--- Information given ---

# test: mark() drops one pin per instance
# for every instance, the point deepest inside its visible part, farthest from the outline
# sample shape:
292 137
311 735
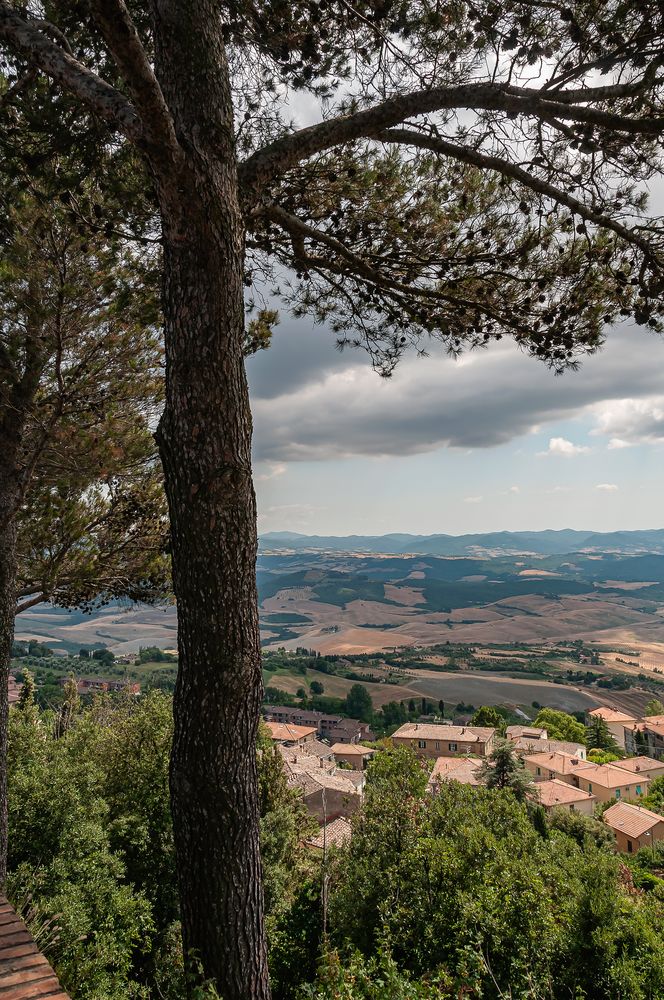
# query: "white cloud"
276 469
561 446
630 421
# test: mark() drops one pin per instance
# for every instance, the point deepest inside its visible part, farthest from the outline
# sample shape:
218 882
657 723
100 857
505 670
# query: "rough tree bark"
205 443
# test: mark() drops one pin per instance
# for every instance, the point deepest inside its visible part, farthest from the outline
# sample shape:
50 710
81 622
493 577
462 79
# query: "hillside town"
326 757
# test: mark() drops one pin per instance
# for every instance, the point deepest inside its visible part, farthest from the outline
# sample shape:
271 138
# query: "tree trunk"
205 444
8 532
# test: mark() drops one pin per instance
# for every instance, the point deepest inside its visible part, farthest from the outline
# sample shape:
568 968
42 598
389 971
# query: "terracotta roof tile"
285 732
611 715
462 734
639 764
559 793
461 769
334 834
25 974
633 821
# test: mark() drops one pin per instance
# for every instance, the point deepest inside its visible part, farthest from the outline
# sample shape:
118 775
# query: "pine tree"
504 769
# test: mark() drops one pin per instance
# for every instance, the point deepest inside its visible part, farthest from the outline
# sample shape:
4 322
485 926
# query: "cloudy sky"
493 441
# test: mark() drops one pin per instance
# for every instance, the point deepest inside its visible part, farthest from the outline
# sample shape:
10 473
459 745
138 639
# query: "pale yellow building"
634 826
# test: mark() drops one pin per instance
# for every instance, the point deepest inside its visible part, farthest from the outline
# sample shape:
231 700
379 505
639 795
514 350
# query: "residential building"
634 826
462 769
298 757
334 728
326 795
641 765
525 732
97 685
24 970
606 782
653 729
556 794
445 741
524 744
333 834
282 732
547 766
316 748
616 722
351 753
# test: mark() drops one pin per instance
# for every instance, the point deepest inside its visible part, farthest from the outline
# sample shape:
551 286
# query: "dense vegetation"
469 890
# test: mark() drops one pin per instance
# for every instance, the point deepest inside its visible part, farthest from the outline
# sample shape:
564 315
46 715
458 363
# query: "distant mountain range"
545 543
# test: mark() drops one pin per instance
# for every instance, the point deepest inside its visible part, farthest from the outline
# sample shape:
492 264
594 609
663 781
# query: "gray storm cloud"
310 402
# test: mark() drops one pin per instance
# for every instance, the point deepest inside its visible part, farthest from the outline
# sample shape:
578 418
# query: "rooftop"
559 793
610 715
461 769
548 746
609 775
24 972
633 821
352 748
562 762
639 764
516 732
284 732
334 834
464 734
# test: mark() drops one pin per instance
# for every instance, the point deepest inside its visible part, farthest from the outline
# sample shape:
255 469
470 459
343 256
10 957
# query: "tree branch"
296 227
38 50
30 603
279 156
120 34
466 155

---

- [Stated task]
Repeat each line of the records above exactly, but do not copy the pictures.

- [The response]
# test: mark() drops one pin per instance
# for every instance, the point deepest inside its visible part, farthest from the outline
# sample shape:
292 137
311 735
# query: "white cloud"
276 469
561 446
630 421
# test: mark() drops one pin per instance
# for every instance, the point deepest inside its visible part, farthest from the outline
# sample shape:
218 882
657 723
100 857
505 670
# query: "rough tree bark"
205 443
# test: mark() drops one pin per instance
# for every instance, the point deepest inside its visible part, farthest from the outline
# sample shape:
50 710
81 622
493 577
462 79
# query: "hillside town"
326 757
# test: mark() drops one pin per instance
# for every instance, the point deepest inside its visible part, farthest from the outline
# sample shape:
271 138
# query: "tree trunk"
205 444
8 532
# test: mark() drops one pin per instance
# for every instance, the point deepest inside its visible part, farthest from the outline
# sample shape:
568 968
42 598
389 971
# query: "terracotta roof tile"
285 732
611 715
462 734
639 764
559 793
461 769
334 834
25 974
633 821
# test: mark() drops one pin per instance
# for every instance, the point deepest inside its visible part, farthest from the outline
# sample shape:
118 775
# query: "pine tree"
504 769
# test: mark() drops one pin per instance
# for every instance, the point deepest inside its visible part, farthest from the outline
# sample shape:
4 322
485 926
# query: "cloudy sky"
493 441
# test: mark() drops one pin per instance
# for every instance, the point deepest inside its visible part, farthest from the outline
# sample shape:
10 473
459 745
138 639
# query: "pale yellow building"
634 826
# test: mark() drops one pin per instance
# for every instance, the point deepest inside its visible part, farthest from the outline
# sample shape:
231 700
379 505
639 795
514 350
# query: "residential building"
634 826
462 769
298 757
334 728
326 795
641 765
525 732
97 685
24 970
606 782
653 729
556 794
445 741
524 744
333 834
282 732
547 766
316 748
616 722
351 753
# test: mark() drops one pin per instance
# for every instance, the point deepest inside its visible part, farthest from the outline
# sample shape:
551 286
# query: "dense vegetation"
469 890
# test: mark() drops one pin per instance
# for every instance, the point deepest inside its visible part, farthest from the outline
# sample shape:
564 315
46 715
458 363
# query: "distant mountain range"
545 543
# test: mark() drops one pin per instance
# for every instance, the point deepest inside its visible part, farthest from the outline
# sample shape:
492 264
594 609
663 781
# query: "gray storm cloud"
310 402
# test: mark() drops one pin per instance
# for every instance, the point deepest inside its visible part, farthest from the outline
# sample shape:
578 418
# query: "rooftop"
559 793
610 715
461 769
548 746
609 775
24 972
633 821
352 748
562 762
639 764
516 732
284 732
334 834
464 734
# test: mark() drops one pin per instance
# for every instance, the point deepest inside its visible part, farthest from the outline
# sample shape:
255 469
470 459
343 256
10 957
# query: "tree branch"
296 227
38 50
30 603
279 156
120 34
466 155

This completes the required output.